STUDY TEXT =

____________

He had driven with friends from Pasadena to a ski area at Badger Pass. After a breakfast of griddlecakes and bacon on Saturday, Feb. 2, they headed for the chairlift.
The slopes were icy and Dr. Jacobs fell a few times on his first run. His friends went ahead and had already gone back up the lift by the time he reached the lodge. When he reached the top, a lift attendant didn’t know which trail his friends had taken. Dr. Jacobs picked a trail and soon became “a little disoriented from my numerous turns.”
He yelled for help when he first realized he might be lost. “Only the rising howl of the wind in the treetops answered me,” he wrote. “I felt a faint chill of foreboding.”
The second of three siblings, William Paul Jacobs was born in Boston on May 25, 1919, and grew up in West Roxbury. His father was Major General Vincent H. Jacobs, who served in World War I and World War II, and had been a brigadier general while with the Massachusetts National Guard. His mother, Elizabeth Genevieve Kennedy Jacobs, was a homemaker.
At Boston English High School, Dr. Jacobs played glockenspiel in the band and earned money entertaining at cocktail parties. He also played xylophone, keeping one in his home for years.
Graduating from Harvard College in 1942 with a bachelor’s degree in biology, he served stateside in the Army during World War II, assigned to the medical corps because of his science background. In need of new glasses, he was held back at the last moment when an artillery unit to which he initially was assigned was sent overseas. Most of that unit was killed in the battle of Kasserine Pass in Tunisia.
After the war, Dr. Jacobs conducted research at Cal Tech — his home when he took the skiing trip to Yosemite — and finished his doctorate at Harvard. He was chosen to be part of Harvard’s Society of Fellows alongside contemporaries such as historian Arthur Schlesinger Jr. and future presidential national security adviser McGeorge Bundy.
Dr. Jacobs met Jane Shaw on a blind date and they married in 1949.
While lost in Yosemite a few years earlier, he had avoided thinking about food. Instead, he recited poetry and tried “to remember the themes of as many symphonies, quartets, and quintets as I could, the arias from operas, the melodies of lieder.”
Years later, as a Princeton professor, he walked home for lunch every day and “would listen to classical music from noon until 1,” said his son, Mark of Phoenix. “He said to me that he swore to himself that he’d do that if he survived, and he kept to it.”

____________

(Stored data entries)
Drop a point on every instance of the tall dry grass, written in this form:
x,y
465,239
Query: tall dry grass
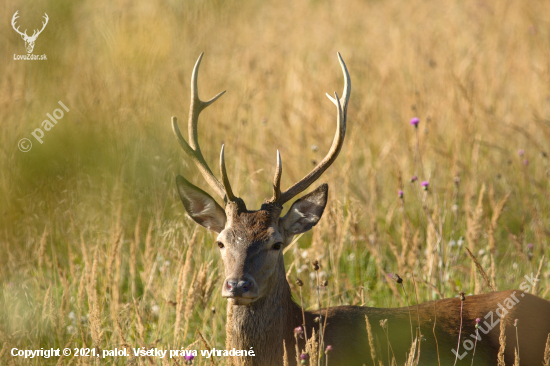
x,y
96,248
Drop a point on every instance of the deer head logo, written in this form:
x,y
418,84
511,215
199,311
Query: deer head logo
x,y
29,41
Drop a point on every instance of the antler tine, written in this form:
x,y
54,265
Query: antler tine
x,y
225,179
342,107
277,179
192,148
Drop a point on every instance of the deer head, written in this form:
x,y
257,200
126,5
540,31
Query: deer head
x,y
29,41
251,242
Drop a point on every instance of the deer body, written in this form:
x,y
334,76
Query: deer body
x,y
261,314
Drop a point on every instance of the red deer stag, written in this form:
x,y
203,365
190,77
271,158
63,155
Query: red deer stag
x,y
262,314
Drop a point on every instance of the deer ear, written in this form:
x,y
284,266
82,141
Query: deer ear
x,y
306,212
201,206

____________

PROMPT 1 =
Copy out the part of the passage about Dr. Jacobs starting with "The second of" and going on through "home for years.".
PROMPT 2 =
Using the passage about Dr. Jacobs, say whether each statement agrees with it, answering yes or no and quoting the words that decide it: (a) Dr. Jacobs was born in Boston on May 25, 1919. (b) Dr. Jacobs's mother served in World War I. (c) Dr. Jacobs met Jane Shaw on a blind date.
PROMPT 3 =
Write the next part of the passage about Dr. Jacobs, picking up after its last sentence.
The entries above are separate material and are not part of the passage about Dr. Jacobs.

ANSWER BOX 1 =
The second of three siblings, William Paul Jacobs was born in Boston on May 25, 1919, and grew up in West Roxbury. His father was Major General Vincent H. Jacobs, who served in World War I and World War II, and had been a brigadier general while with the Massachusetts National Guard. His mother, Elizabeth Genevieve Kennedy Jacobs, was a homemaker.
At Boston English High School, Dr. Jacobs played glockenspiel in the band and earned money entertaining at cocktail parties. He also played xylophone, keeping one in his home for years.

ANSWER BOX 2 =
(a) Yes: "William Paul Jacobs was born in Boston on May 25, 1919"
(b) No: "His mother, Elizabeth Genevieve Kennedy Jacobs, was a homemaker."
(c) Yes: "Dr. Jacobs met Jane Shaw on a blind date"

ANSWER BOX 3 =
Mark and his sister, Anne of West Windsor, N.J., wrote that when their father was lost in Yosemite, among his regrets “was that he had not danced enough.”
Dr. Jacobs “compensated during his remaining 73 years, throwing and attending countless dancing parties, joining Jane on the dance floor at the trigger of the first notes of a good song,” they added.
A service has been held for Dr. Jacobs, who in addition to his wife and two children leaves his sister, Mary Jacobs Brown of Worcester; five grandchildren; and six great-grandchildren.
During his years teaching at Princeton, Dr. Jacobs published many academic papers, including 1955’s “What Makes Leaves Fall?” In 1998, the American Society of Plant Biologists honored his work with the Charles Reid Barnes Life Membership Award. He retired from Princeton at age 70, in 1989.
His disappearance in Yosemite was front-page news in the Globe, as was his rescue and the accounts he wrote. Surprised by the attention, Dr. Jacobs apologized for having created work for rescuers and worries for his family.
He had survived by deciding he had little chance of finding his way out of the woods through deep snow, hobbled by feet heavily blistered from his first day’s efforts. Instead, he stayed near a stream that provided water. It was there that two rangers found him on Feb. 13, 1946.
“Here was the rest of my life handed to me on a silver platter,” Dr. Jacobs wrote in the Globe about the rescue. “I had plenty of time to separate the wheat from the chaff; plenty of time to decide where I was going and how. Let’s see how well I kept my course.”